• [Task item A] Translate this sentence from the extract on landfill leachate below into Spanish: "The major potential environmental impacts related to landfill leachate are pollution of groundwater and surface waters."
• [Task item B] In the extract on landfill leachate below, what reason does the head of the public enterprise "Drisla" give for the water being black? Answer in one to three sentences.
• [Task item C] Continue the extract on landfill leachate below, picking up after its final bullet point.

Few days ago, I saw an article on the news about leackage of waste water from the landfill “Drisla” into river Markova Reka. The head of public enterprise “Drisla”, had a statement in which among other things, he said, “It looks frightful in principle, I think, when you see a black water, but it is black because passes through the waste. It certainly contains dangerous substances, definitely, as each sewer pipe contains, to say, certain concentrations are higher.” The full statement and article about can be found at the following link.

Because I don’t want to remain indifferent to what happens to the environment I would like to point out what is actually found in that landfill leachate and why it not only looks frightful, but it is really frightful for the environment and human health.

The major potential environmental impacts related to landfill leachate are pollution of groundwater and surface waters. In a landfill that receives a mixture of municipal, commercial, and mixed industrial waste, but excludes significant amounts of concentrated specific chemical waste, landfill leachate may be characterized as a water-based solution of four groups of contaminants:

  • Dissolved organic matter – alcohols, acids, aldehydes, short chain sugars etc..

• [Dataset excerpts]

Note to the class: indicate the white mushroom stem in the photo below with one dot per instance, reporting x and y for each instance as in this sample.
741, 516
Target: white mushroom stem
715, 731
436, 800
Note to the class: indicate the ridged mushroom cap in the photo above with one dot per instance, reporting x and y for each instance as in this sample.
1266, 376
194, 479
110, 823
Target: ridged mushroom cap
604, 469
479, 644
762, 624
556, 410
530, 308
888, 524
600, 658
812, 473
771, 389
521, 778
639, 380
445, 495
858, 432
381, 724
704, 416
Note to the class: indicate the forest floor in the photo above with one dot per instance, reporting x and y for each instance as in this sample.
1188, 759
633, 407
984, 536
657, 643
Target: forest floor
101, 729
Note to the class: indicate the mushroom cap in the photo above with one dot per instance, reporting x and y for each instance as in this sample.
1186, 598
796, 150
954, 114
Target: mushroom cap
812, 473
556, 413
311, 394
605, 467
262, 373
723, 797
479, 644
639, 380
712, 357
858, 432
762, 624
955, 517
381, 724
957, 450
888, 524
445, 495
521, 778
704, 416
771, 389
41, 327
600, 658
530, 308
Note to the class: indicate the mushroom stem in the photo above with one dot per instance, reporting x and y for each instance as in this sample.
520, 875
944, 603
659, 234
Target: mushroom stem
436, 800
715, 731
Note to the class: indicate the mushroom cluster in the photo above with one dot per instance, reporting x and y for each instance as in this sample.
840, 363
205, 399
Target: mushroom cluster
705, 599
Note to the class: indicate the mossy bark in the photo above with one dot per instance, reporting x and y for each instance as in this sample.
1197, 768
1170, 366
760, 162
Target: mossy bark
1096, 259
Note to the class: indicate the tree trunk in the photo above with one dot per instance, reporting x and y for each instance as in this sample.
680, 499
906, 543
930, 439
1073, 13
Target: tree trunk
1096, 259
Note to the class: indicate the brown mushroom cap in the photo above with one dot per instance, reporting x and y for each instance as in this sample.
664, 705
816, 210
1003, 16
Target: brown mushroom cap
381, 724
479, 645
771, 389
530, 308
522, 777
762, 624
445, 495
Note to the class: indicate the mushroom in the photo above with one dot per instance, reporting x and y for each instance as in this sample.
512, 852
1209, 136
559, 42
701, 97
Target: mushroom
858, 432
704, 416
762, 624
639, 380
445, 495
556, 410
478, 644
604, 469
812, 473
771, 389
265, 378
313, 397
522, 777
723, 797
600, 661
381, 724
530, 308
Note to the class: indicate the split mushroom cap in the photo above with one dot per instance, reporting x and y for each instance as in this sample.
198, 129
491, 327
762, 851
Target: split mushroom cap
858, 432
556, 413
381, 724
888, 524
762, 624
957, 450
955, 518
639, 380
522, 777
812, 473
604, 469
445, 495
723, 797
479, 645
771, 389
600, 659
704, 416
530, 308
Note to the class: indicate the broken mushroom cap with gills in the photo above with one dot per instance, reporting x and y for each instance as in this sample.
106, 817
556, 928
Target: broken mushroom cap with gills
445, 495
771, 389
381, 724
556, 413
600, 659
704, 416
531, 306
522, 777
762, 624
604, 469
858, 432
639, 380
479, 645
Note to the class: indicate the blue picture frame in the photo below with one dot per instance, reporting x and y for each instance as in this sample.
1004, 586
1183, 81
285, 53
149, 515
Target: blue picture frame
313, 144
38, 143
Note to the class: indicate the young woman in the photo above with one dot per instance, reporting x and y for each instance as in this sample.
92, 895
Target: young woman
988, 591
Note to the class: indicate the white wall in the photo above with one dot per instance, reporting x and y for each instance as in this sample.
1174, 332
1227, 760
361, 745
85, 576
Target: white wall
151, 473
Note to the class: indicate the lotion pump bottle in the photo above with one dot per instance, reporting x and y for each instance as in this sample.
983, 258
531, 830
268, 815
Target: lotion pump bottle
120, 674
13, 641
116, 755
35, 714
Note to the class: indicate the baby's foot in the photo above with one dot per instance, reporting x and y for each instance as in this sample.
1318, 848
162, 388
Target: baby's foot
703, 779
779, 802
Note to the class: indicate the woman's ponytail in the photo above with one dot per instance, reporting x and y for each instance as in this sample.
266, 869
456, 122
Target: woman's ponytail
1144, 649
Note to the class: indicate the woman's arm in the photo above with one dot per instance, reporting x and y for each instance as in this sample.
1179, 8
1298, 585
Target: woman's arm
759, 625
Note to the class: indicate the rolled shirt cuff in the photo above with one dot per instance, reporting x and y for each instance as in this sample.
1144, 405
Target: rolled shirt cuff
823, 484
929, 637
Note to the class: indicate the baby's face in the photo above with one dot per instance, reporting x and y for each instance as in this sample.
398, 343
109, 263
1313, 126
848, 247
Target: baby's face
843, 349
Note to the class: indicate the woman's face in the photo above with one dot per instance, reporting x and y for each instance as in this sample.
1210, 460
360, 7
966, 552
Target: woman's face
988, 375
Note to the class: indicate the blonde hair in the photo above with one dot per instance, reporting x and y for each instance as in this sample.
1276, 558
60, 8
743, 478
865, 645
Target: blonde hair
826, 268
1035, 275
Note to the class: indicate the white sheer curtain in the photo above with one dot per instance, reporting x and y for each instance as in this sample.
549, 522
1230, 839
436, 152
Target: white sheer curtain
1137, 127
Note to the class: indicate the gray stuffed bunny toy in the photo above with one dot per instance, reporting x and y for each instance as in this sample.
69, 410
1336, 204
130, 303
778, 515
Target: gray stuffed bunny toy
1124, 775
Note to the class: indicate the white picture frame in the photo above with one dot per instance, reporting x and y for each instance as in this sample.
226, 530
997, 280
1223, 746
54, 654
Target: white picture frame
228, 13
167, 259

• [Answer box A] Los principales impactos ambientales potenciales relacionados con los lixiviados de vertederos son la contaminación de las aguas subterráneas y de las aguas superficiales.

• [Answer box B] He says the water is black because it passes through the waste. He adds that it certainly contains dangerous substances, as every sewer pipe does, with some concentrations being higher.

• [Answer box C]
  • Inorganic macrocomponents – calcium, magnesium, sodium, potassium, ammonium, iron, manganese, aluminium, chloride, sulfate and hydrogen carbonate.
  • Heavy metals: cadmium, chromium, mercury, copper, lead, nickel and zinc.
  • Xenobiotic organic compounds (XOCs) such as halogenated organics (PCBs, dioxins) originating from household or industrial chemicals. These compounds include among others a variety of aromatic hydrocarbons, phenols, chlorinated aliphatics, pesticides, and plastizers.

Other compounds may be found in leachate from landfills: for example, borate, sulfide, arsenate, selenate, barium, lithium and cobalt.

The tables below show the possible health effects of some chemicals that can be found in household waste and which are dumped into the landfill and if not properly controlled could leak out as leachate.

Table 1: Health effects caused by acute exposure

Chemical

Source

Health effects from acute exposure

Toluene/xylene

Glues and paints

Euphoria, excitement, tremor, CNS depression, convulsions, coma

Phenols and cresols

Paint

Burning pain in mouth and throat, nausea, vomiting, diarrhoea, pallor, sweating, shock, coma,

Benzene

Solvent, starting material in chemical manufacture

Single exposure unlikely to cause problem

Nickel

Manufacture of batteries, colouring ceramics and glass

Skin – irritation and dermatitis

Ingestion – stomatitis, gingivitis and possible diarrhoea

Cadmium compounds

Paint and batteries

Inhalation- delayed features 12-36 hrs, hypersalivation, metallic taste, cough, dysponea, chest pain.  Pneumonitis and pulmonary oedema develop within 1-4 days

Ingestion – small amounts ingested GI irritation, nausea and diarrhoea within 15-30 mins. Larger amounts affect calcium and zinc metabolism, cause facial and pulmonary oedema.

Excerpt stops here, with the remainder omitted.